■ **Written instruction**
Filter the records below down to the lines that contain the string "railing", and copy each of those lines. Case counts, so uppercase and lowercase letters are not interchangeable.

■ **Records for this exercise**
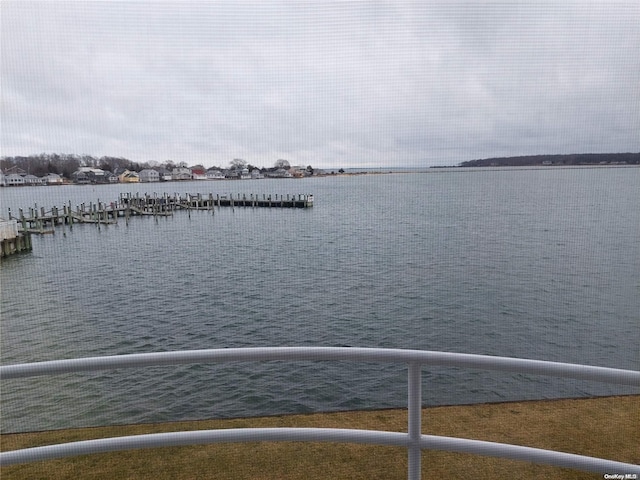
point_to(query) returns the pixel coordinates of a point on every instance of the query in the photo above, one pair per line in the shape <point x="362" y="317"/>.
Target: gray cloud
<point x="327" y="84"/>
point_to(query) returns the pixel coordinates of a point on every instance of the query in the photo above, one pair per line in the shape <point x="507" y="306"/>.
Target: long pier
<point x="41" y="221"/>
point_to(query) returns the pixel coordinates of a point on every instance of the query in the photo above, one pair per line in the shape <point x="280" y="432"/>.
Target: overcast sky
<point x="327" y="84"/>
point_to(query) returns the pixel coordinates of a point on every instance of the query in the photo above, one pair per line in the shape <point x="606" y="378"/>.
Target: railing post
<point x="415" y="421"/>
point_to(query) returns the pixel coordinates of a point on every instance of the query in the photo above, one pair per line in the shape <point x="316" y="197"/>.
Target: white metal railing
<point x="414" y="440"/>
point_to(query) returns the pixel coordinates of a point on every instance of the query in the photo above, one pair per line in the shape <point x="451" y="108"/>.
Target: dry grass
<point x="605" y="427"/>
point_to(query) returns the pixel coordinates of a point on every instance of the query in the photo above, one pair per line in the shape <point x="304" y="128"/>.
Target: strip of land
<point x="606" y="427"/>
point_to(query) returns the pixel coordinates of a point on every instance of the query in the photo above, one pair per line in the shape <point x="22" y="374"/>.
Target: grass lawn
<point x="606" y="427"/>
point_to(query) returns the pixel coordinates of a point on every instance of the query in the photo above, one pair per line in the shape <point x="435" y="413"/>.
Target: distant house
<point x="181" y="173"/>
<point x="52" y="179"/>
<point x="198" y="174"/>
<point x="89" y="175"/>
<point x="164" y="174"/>
<point x="280" y="173"/>
<point x="148" y="175"/>
<point x="129" y="177"/>
<point x="13" y="180"/>
<point x="32" y="180"/>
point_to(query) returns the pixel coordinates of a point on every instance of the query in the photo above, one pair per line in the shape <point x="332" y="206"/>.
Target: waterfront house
<point x="89" y="175"/>
<point x="280" y="173"/>
<point x="149" y="175"/>
<point x="215" y="175"/>
<point x="13" y="180"/>
<point x="164" y="174"/>
<point x="198" y="174"/>
<point x="181" y="173"/>
<point x="52" y="179"/>
<point x="32" y="180"/>
<point x="129" y="177"/>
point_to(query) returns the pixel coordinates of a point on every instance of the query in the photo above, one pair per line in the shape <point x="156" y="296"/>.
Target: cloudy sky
<point x="328" y="84"/>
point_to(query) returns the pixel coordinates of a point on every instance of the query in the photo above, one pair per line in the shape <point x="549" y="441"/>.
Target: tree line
<point x="65" y="164"/>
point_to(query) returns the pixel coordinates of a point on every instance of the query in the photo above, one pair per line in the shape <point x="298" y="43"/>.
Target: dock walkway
<point x="41" y="221"/>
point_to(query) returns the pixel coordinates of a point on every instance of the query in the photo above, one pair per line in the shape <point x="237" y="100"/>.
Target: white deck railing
<point x="414" y="440"/>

■ **Complete output**
Target: railing post
Target: white metal railing
Target: white deck railing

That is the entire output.